## SUPPLIED TEXT
Therefore, genetics from the GWAS catalog related to PCa was the most contributing factor to PCa incidence and mortality. We found that the SNPs with the most significant difference among the populations are AR, JAZF1 (juxtaposed with another zinc finger protein 1), MAD1L1, CDKN1B, and SMAD2. Interestingly, the AR gene was the most central and important component in the network analysis. When observing the AR SNP (rs5919393) across populations, AFR men had the lowest frequency of T (14%), while EAS men had a higher frequency of T (100%) than EUR men (85%). Although this gene is intronic, this may lead to the following scenarios. First, testosterone is thought to be increased by the disabled AR protein or downregulated AR protein production. An increase in testosterone levels may lead to a higher risk of PCa. Indeed, young African men have 15% higher testosterone levels than young European men [6,28]. However, epidemiological data showed that high testosterone levels do not increase the risk of PCa. Second, dihydrotestosterone (DHT), rather than testosterone, increases the incidence of PCa. Testosterone is converted to DHT by 5-α reductase in the prostate. Wu et al. reported that DHT levels are the highest in AFR men, intermediate in EUR men, and the lowest in EAS men, which may be attributed to the high activity of 5-α reductase [6]. However, there were no SNPs related to the 5-α reductase (SRD5A) genes reported in the GWAS catalog that are related to PCa. Upon further research, we found that the effects of SRD5As polymorphisms on PCa are controversial, with some studies reporting an effect [29,30,31], whereas others reported no effect [32,33,34]. Therefore, further studies are needed to verify the connection between SRD5As and PCa, which are beyond the scope of this study. In addition, analysis of the DHT:T ratios showed that they are not strongly correlated to PRS. Thus, we speculate that the AR SNP (rs5919393) does not affect the levels of DHT or T, and the AR gene itself may influence transcription, causing an increase in PCa. This is explained by the regulation of the transcriptome of PCa cells by AR signaling via modulation of global alternative splicing [35,36]. In fact, there may be other unknown mechanisms that play a role in the association between AR gene mutation and PCa, which may explain why PCa becomes resistant to hormone therapy.

## ACTION ITEM
Summarize the passage on prostate cancer genetics in two sentences.

[Dataset entries]
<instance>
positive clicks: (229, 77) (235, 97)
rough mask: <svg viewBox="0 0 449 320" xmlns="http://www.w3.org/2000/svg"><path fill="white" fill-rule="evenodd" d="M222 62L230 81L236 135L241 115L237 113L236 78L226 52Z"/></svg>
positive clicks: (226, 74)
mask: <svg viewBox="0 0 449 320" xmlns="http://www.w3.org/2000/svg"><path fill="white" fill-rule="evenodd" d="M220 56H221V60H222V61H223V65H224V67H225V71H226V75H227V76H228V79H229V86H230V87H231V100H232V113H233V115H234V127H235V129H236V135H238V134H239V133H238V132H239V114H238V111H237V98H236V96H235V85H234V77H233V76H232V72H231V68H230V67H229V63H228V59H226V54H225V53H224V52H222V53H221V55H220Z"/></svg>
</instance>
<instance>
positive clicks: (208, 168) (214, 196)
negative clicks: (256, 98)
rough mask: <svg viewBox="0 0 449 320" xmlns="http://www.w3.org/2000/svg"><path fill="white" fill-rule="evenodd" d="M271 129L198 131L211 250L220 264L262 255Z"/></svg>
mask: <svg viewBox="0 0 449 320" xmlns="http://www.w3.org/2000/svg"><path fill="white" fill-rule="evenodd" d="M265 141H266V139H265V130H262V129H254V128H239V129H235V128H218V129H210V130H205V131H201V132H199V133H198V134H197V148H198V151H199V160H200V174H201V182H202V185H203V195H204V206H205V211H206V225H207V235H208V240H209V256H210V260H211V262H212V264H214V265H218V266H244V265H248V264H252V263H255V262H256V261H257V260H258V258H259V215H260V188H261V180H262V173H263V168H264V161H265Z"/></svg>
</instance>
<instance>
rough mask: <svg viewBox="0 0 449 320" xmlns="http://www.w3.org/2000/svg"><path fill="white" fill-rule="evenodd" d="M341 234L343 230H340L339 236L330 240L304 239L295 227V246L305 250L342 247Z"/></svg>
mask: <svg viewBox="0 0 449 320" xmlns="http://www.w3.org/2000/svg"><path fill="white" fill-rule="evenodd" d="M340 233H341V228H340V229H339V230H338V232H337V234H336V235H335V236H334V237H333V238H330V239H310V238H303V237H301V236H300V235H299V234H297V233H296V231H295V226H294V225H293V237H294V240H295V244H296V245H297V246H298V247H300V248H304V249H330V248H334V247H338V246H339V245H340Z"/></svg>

## RESPONSE
The SNPs that differ most among populations are in AR, JAZF1, MAD1L1, CDKN1B, and SMAD2, and the AR gene was the most central component in the network analysis. Because DHT:T ratios were not strongly correlated to PRS, the passage speculates that the AR SNP rs5919393 does not affect DHT or testosterone levels and that the AR gene itself may influence transcription, raising prostate cancer risk.